Compiti da svolgere
[1] Riscrivi il passo della sentenza che comincia con "La pubblicità stradale" e prosegue fino a "un silenzio assenso.", sostituendo "Codice della Strada" con "codice stradale".
[2] Per favore, scrivi il seguito della sentenza sulla tassa di occupazione del suolo pubblico a partire dal punto in cui si interrompe.

Sentenza
T.A.R. Lombardia Milano Sez. IV, Sent., 03-05-2011, n. 1124 Tassa occupazione suolo pubblico

Sentenza scelta dal dott. Domenico Cirasole direttore del sito giuridico http://www.gadit.it/

Svolgimento del processo – Motivi della decisione

La società ricorrente, operante nel settore delle affissioni pubblicitarie, impugnava gli atti indicati in epigrafe laddove subordinavano la possibilità di ottenere le autorizzazioni alla posa di impianti pubblicitari alla previa stipula di un contratto di concessione del suolo pubblico ove questi impianti sarebbero stati collocati con pagamento del canone di occupazione di cui all’art. 63 D.lgs. 446\97.

Il ricorso si fonda su due motivi.

Il primo eccepisce la violazione dell’art. 97 Cost., degli artt. 2,3 e 11 L. 241\90, degli artt. 23,26 e27 D.lgs. 285\92 e dell’art. 53 DPR 495\92 oltre all’eccesso di potere per travisamento dei fatti e sviamento di potere.

La pubblicità stradale è regolata dalle norme del Codice della Strada che prevede per l’installazione di cartelli pubblicitari l’autorizzazione dell’ente proprietario della strada, mentre il Comune ha preteso la stipulazione di una convenzione per la concessione del suolo pubblico che a suo parere avrebbe incluso implicitamente l’autorizzazione prevista dal Codice della Strada.

Ma tale potere di autorizzazione implicita non è previsto dalle norme in materia, che richiedono un provvedimento espresso non potendosi neanche concludere il procedimento amministrativo con un silenzio assenso.

Da ciò discende l’illegittimità dell’art. 9 del Regolamento del Piano Generale degli impianti pubblicitari del comune di Como.

Né può ritenersi che nel caso in esame si voleva giungere alla sottoscrizione di un accordo sostitutivo ai sensi dell’art. 11 l. 241\90 poiché nessuno dei due soggetti in questione aveva manifestato una volontà in tal senso.

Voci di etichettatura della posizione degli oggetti
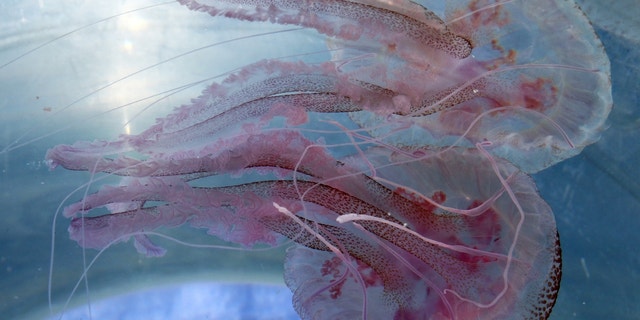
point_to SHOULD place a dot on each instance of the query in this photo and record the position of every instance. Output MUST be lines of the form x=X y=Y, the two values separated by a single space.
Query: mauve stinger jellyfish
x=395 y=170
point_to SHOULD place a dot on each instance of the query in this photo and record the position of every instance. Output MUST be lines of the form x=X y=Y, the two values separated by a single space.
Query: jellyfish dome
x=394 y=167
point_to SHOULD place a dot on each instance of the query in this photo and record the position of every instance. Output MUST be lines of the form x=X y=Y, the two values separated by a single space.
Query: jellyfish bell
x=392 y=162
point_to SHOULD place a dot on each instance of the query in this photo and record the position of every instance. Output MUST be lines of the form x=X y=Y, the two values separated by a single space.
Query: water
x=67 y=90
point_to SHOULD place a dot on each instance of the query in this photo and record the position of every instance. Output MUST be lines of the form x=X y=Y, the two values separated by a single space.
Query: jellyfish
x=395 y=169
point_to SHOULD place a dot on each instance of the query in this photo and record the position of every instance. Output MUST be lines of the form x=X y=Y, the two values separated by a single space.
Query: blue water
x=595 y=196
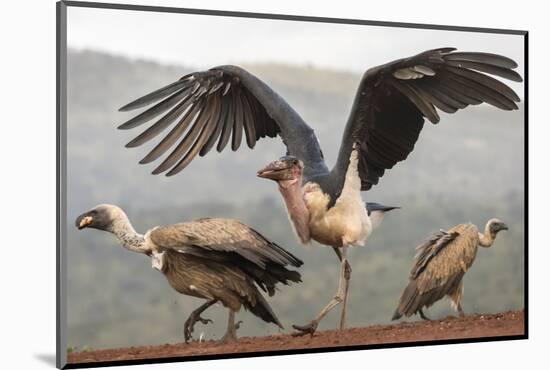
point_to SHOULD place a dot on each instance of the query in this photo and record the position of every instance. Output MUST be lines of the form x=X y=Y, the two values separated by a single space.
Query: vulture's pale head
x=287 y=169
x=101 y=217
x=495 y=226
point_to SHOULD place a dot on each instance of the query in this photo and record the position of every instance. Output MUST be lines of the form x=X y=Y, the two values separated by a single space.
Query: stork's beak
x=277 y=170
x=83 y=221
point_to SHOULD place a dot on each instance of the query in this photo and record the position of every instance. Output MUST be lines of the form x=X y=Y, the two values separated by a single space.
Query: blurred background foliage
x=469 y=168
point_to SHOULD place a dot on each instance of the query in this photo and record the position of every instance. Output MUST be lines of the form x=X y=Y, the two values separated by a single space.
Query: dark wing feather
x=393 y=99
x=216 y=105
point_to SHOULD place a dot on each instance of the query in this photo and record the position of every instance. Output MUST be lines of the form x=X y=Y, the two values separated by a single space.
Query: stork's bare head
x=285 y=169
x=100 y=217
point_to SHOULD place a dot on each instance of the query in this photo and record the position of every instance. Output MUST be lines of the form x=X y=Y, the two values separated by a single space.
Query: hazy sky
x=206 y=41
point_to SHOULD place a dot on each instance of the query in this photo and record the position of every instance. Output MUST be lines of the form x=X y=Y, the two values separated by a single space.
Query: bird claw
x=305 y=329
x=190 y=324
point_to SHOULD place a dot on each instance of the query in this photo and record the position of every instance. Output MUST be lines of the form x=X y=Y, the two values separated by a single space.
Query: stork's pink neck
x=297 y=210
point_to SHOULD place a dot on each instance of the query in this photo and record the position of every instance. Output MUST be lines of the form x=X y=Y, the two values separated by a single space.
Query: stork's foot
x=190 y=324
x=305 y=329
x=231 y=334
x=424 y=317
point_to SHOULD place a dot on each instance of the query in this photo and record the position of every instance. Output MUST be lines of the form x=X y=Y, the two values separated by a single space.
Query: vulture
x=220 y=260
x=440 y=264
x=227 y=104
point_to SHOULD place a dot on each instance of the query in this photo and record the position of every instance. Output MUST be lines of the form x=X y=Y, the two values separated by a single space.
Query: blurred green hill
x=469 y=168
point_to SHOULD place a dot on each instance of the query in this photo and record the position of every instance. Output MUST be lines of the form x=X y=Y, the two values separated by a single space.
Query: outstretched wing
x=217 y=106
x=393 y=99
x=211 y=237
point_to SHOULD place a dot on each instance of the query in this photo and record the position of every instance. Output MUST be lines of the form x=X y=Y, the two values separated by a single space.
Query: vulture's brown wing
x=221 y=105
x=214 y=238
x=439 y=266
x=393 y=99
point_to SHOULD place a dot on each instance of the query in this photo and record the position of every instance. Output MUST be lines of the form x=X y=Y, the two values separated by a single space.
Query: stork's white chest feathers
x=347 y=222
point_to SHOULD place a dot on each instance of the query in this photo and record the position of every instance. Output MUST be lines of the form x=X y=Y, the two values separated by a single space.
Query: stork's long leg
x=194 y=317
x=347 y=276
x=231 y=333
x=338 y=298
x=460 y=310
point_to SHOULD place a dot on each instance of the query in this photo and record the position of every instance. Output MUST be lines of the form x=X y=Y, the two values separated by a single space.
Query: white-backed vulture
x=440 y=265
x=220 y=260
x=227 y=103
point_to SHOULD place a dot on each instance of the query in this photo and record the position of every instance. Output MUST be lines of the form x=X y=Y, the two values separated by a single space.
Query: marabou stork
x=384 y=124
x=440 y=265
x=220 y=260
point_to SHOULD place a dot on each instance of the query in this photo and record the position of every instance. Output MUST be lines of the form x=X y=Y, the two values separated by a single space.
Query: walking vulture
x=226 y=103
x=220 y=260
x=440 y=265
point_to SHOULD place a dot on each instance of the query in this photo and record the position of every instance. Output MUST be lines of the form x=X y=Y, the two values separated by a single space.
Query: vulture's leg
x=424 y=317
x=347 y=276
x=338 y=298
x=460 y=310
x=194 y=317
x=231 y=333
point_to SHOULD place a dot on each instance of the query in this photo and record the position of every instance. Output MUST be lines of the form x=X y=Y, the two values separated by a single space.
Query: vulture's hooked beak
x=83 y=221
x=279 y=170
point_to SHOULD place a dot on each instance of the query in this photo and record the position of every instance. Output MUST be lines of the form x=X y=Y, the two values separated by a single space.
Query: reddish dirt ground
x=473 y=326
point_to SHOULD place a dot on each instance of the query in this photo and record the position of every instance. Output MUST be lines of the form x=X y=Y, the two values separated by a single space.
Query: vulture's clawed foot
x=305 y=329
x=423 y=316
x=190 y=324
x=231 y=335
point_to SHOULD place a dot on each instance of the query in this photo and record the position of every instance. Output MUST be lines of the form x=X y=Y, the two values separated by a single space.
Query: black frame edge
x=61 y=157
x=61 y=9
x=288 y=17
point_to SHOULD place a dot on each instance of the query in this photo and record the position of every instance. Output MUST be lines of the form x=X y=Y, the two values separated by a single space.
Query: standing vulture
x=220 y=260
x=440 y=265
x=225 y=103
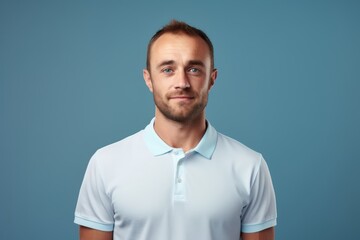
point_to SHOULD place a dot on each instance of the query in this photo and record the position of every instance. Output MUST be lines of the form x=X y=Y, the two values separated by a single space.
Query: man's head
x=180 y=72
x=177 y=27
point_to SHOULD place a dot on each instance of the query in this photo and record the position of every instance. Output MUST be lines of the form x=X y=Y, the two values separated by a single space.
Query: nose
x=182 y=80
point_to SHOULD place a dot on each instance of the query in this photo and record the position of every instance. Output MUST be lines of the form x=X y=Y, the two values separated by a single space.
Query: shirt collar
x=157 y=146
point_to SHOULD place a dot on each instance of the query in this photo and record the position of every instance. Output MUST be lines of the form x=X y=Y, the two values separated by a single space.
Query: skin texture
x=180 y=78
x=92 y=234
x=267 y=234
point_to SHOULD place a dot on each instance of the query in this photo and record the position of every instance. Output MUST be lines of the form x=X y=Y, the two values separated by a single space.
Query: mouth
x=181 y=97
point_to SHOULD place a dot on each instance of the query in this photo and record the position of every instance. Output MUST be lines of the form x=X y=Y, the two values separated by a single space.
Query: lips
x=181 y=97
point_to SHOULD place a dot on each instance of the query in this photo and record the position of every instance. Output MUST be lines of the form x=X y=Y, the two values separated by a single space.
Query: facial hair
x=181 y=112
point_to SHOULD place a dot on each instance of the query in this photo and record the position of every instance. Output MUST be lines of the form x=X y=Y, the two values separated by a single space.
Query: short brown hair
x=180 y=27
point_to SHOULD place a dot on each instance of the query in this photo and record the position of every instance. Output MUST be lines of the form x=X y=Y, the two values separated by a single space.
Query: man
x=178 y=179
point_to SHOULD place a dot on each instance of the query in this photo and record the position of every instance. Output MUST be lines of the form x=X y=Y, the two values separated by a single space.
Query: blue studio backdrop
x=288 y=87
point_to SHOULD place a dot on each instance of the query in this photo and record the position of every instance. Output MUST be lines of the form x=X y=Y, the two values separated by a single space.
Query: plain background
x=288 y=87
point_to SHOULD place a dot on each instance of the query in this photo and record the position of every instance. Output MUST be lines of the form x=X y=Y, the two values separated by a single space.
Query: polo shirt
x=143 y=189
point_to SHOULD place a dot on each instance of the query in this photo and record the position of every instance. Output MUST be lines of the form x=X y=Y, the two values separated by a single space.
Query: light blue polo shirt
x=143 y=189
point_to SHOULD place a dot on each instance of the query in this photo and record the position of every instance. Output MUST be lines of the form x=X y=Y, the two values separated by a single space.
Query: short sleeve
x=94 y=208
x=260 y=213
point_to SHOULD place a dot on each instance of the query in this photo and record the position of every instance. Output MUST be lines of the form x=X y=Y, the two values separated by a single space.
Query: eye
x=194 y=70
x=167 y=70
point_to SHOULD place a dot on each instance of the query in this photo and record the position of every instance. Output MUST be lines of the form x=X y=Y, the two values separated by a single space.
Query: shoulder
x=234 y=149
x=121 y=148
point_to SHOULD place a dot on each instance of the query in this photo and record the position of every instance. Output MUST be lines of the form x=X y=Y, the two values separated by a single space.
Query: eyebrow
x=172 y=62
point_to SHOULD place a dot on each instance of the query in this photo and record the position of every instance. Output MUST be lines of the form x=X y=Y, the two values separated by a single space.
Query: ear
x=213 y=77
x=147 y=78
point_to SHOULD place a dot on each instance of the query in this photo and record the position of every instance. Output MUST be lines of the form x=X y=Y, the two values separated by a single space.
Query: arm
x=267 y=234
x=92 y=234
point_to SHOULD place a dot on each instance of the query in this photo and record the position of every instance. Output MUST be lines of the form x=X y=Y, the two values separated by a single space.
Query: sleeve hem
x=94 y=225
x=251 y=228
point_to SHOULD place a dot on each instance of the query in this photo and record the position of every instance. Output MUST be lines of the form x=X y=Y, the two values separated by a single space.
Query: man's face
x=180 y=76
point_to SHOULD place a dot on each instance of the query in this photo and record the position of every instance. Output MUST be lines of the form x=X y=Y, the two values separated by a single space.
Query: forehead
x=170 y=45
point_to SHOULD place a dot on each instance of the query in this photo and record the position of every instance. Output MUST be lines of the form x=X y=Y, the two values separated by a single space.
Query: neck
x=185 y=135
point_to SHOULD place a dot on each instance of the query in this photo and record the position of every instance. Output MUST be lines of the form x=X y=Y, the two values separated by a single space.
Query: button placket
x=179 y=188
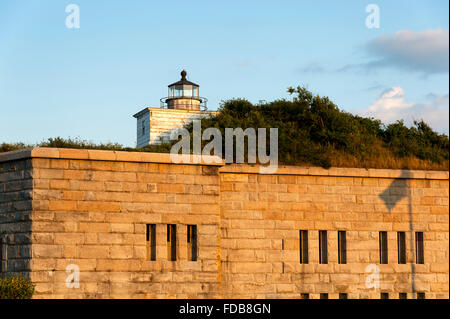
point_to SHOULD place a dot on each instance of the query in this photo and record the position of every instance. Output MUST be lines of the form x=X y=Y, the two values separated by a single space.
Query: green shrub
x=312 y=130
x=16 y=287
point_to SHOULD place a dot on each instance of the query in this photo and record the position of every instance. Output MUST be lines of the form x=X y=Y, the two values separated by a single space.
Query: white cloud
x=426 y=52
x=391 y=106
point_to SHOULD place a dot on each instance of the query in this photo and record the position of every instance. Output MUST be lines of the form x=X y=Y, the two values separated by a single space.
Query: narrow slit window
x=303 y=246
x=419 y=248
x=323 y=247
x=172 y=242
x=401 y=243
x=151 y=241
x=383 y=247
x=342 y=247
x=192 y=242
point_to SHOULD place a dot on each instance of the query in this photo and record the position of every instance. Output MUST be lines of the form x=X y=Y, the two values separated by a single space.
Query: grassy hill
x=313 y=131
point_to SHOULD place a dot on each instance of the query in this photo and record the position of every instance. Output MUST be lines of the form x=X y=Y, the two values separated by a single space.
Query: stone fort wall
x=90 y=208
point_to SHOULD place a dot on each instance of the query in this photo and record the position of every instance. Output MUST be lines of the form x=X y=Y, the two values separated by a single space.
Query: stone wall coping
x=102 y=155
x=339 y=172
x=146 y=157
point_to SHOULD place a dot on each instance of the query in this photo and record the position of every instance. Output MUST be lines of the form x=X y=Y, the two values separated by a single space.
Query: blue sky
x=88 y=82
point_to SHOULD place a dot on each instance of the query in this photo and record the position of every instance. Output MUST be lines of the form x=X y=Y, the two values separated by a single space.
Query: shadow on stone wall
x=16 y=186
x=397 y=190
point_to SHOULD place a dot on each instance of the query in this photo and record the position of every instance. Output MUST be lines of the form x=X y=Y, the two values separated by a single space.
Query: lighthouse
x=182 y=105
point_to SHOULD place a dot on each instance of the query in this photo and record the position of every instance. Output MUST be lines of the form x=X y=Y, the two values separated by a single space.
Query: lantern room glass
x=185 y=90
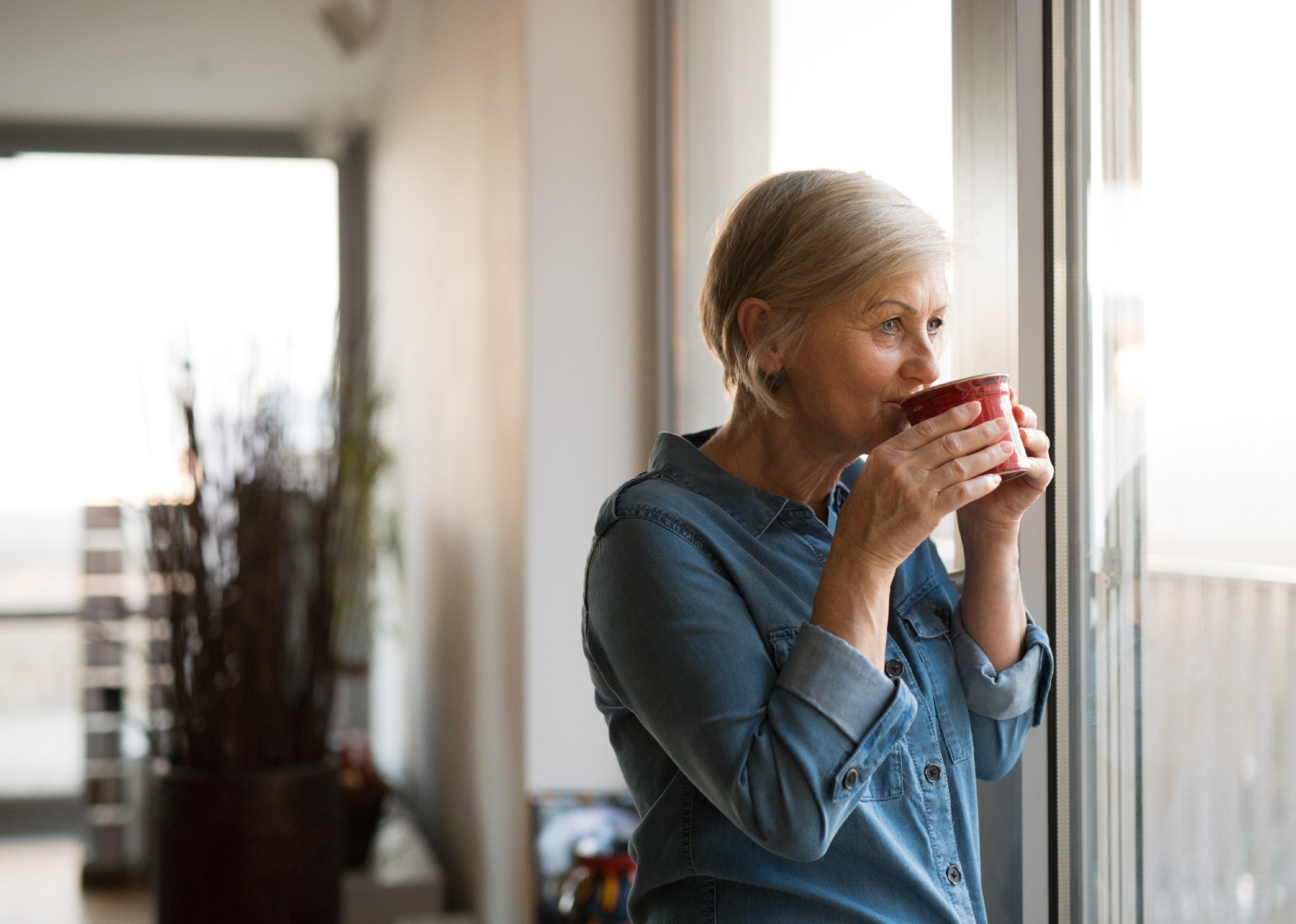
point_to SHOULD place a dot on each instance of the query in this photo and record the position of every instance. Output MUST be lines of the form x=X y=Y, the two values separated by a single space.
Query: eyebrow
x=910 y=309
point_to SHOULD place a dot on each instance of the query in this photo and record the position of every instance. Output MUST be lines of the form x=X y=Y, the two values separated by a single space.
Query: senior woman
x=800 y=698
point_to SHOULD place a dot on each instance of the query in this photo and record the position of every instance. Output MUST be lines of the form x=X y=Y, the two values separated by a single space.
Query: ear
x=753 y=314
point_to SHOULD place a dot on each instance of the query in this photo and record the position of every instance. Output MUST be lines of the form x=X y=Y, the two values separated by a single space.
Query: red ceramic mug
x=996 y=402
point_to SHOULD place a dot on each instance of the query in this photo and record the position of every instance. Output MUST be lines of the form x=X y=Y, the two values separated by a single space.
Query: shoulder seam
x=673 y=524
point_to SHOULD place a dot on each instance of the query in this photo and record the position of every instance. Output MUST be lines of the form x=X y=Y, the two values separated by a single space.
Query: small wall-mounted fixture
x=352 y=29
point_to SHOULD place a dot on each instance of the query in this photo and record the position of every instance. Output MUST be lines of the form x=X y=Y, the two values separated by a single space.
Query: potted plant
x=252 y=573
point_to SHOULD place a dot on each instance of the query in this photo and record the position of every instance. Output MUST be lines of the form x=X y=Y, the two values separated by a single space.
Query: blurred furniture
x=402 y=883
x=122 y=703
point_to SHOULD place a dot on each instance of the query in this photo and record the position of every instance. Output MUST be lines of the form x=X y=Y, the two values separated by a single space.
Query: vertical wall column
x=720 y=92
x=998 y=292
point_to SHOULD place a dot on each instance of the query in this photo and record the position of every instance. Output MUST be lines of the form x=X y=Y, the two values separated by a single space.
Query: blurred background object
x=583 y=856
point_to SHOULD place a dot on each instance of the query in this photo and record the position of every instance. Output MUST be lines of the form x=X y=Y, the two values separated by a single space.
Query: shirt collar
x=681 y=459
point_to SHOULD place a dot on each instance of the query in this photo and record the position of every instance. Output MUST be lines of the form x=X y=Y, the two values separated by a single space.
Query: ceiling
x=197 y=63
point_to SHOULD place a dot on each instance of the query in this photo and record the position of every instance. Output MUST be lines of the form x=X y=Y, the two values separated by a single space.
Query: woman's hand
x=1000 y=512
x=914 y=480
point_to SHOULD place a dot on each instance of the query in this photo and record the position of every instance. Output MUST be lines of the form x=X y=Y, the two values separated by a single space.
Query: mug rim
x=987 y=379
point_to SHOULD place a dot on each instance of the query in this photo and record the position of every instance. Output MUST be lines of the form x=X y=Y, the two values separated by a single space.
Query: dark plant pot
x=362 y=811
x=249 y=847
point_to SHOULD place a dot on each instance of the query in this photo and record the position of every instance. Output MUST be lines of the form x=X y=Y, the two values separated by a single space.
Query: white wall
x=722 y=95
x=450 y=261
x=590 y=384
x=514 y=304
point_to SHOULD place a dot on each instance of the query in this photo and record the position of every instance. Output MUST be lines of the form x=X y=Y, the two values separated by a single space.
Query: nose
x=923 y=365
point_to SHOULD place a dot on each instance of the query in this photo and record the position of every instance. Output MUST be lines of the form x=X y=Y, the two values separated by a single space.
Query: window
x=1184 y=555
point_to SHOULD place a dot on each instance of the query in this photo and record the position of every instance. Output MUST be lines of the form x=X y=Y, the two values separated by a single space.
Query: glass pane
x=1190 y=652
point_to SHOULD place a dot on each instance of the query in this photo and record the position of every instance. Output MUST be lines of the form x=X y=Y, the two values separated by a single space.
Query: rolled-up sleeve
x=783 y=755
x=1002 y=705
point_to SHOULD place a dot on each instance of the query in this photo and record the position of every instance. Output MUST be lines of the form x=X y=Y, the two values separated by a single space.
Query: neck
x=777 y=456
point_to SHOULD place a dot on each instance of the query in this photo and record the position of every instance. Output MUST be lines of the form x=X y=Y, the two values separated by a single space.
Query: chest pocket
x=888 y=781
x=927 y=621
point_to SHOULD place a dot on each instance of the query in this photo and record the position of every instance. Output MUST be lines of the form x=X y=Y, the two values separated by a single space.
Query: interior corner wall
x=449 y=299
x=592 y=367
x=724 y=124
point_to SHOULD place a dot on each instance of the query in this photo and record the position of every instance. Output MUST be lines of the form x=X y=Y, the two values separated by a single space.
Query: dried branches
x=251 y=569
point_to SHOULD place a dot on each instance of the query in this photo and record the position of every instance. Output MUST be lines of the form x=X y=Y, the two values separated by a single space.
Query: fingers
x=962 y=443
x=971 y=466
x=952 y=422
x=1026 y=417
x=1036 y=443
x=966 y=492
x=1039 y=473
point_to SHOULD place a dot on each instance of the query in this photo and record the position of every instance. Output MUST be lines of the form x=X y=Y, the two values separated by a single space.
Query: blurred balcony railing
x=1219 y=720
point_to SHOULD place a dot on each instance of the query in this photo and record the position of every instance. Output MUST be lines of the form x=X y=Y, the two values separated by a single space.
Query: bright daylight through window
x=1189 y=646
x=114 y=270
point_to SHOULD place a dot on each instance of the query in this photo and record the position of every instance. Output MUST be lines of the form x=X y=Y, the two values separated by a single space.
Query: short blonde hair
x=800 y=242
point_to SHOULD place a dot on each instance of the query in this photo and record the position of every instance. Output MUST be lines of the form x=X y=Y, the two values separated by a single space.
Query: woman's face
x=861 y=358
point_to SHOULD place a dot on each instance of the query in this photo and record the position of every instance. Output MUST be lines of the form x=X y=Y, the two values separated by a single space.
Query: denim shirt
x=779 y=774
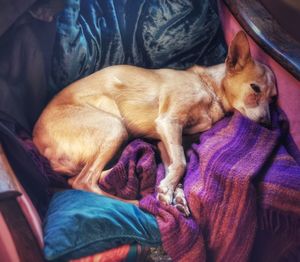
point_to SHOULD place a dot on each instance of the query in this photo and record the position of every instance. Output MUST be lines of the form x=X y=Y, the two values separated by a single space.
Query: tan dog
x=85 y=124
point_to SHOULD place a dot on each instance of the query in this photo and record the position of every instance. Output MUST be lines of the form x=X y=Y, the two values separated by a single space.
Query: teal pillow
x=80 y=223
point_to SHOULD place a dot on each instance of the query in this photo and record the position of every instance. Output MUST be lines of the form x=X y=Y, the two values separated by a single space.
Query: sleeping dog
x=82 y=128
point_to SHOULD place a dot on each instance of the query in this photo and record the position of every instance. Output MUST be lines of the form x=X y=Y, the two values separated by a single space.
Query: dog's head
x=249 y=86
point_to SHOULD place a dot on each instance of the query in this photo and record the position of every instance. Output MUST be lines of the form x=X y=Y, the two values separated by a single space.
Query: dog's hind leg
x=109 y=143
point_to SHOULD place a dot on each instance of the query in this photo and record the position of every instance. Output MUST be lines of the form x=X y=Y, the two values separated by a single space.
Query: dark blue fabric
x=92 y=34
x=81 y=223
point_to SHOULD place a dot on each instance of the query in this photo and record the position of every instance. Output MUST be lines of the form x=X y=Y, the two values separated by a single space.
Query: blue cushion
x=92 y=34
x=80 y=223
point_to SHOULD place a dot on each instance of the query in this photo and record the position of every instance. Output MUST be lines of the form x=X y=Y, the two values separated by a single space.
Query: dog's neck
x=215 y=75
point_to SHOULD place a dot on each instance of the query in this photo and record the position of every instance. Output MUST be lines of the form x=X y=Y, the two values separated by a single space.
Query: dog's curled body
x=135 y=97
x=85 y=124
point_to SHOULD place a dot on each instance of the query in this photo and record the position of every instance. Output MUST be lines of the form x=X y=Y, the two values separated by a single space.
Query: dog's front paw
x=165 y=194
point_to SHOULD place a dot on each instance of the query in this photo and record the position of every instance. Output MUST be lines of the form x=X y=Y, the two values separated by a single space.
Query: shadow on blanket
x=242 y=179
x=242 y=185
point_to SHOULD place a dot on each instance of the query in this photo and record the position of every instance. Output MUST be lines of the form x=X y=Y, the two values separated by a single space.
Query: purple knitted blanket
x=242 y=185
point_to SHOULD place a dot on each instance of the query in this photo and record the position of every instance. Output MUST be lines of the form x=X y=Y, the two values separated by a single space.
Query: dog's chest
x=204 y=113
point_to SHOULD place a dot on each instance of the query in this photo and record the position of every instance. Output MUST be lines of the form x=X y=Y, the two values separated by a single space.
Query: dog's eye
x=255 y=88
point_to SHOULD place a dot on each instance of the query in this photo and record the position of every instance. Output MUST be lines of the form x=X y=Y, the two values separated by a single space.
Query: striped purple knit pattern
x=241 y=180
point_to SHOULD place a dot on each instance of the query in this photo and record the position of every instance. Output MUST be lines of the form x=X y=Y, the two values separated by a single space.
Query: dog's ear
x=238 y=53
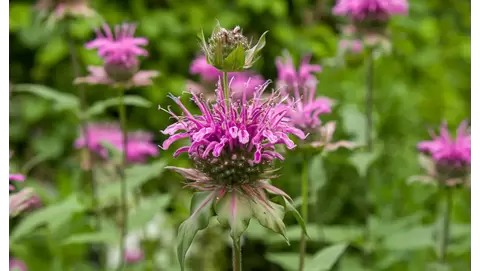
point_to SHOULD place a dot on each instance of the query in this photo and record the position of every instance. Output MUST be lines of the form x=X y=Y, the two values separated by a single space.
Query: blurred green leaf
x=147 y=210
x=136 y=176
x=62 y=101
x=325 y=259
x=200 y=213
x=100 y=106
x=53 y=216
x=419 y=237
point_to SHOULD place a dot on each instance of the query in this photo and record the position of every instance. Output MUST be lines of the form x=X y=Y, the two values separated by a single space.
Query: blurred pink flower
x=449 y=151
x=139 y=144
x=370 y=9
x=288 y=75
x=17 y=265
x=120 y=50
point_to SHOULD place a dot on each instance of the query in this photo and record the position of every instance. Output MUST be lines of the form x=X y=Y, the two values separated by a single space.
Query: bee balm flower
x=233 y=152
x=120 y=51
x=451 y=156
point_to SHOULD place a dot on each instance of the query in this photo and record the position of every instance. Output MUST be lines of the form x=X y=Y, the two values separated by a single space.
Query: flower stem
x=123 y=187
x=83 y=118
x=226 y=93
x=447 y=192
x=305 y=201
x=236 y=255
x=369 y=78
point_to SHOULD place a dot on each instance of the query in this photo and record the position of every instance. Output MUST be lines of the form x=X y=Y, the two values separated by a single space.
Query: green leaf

Risultati per compito
[1]
La pubblicità stradale è regolata dalle norme del codice stradale che prevede per l’installazione di cartelli pubblicitari l’autorizzazione dell’ente proprietario della strada, mentre il Comune ha preteso la stipulazione di una convenzione per la concessione del suolo pubblico che a suo parere avrebbe incluso implicitamente l’autorizzazione prevista dal codice stradale.

Ma tale potere di autorizzazione implicita non è previsto dalle norme in materia, che richiedono un provvedimento espresso non potendosi neanche concludere il procedimento amministrativo con un silenzio assenso.

[2]
Infine la concessine di suolo pubblico non può essere subordinata al pagamento di un canone illegittimo.

Il secondo motivo attiene alla violazione dell’art. 63 D.lgs. 446\97 e dell’art. 9,comma 7, D.lgs. 503\97 poiché il canone di occupazione del suolo pubblico è parametrato alla superficie espositiva e non allo spazio pubblico effettivamente occupato.

La contestazione appartiene alla giurisdizione del giudice amministrativo perché non si contesta il calcolo del canone dovuto, ma il potere dell’amministrazione di determinare il criterio di calcolo.

Il Comune di Como si costituiva in giudizio chiedendo il rigetto del ricorso ed eccependo il difetto di giurisdizione del giudice amministrativo quanto alle doglianze espresse con il secondo motivo di ricorso.

Alla camera di consiglio del 23.6.2009 veniva respinta l’istanza cautelare.

Preliminarmente va affrontata l’eccezione di difetto di giurisdizione sollevata dall’amministrazione resistente.

Il Comune di Como ritiene che la giurisdizione appartenga al giudice ordinario in virtù di quanto previsto dall’art. 5 L. 1034\71 in tema di canoni sulle concessioni di beni pubblici ed attualmente confermato dall’art. 133 c.p.a.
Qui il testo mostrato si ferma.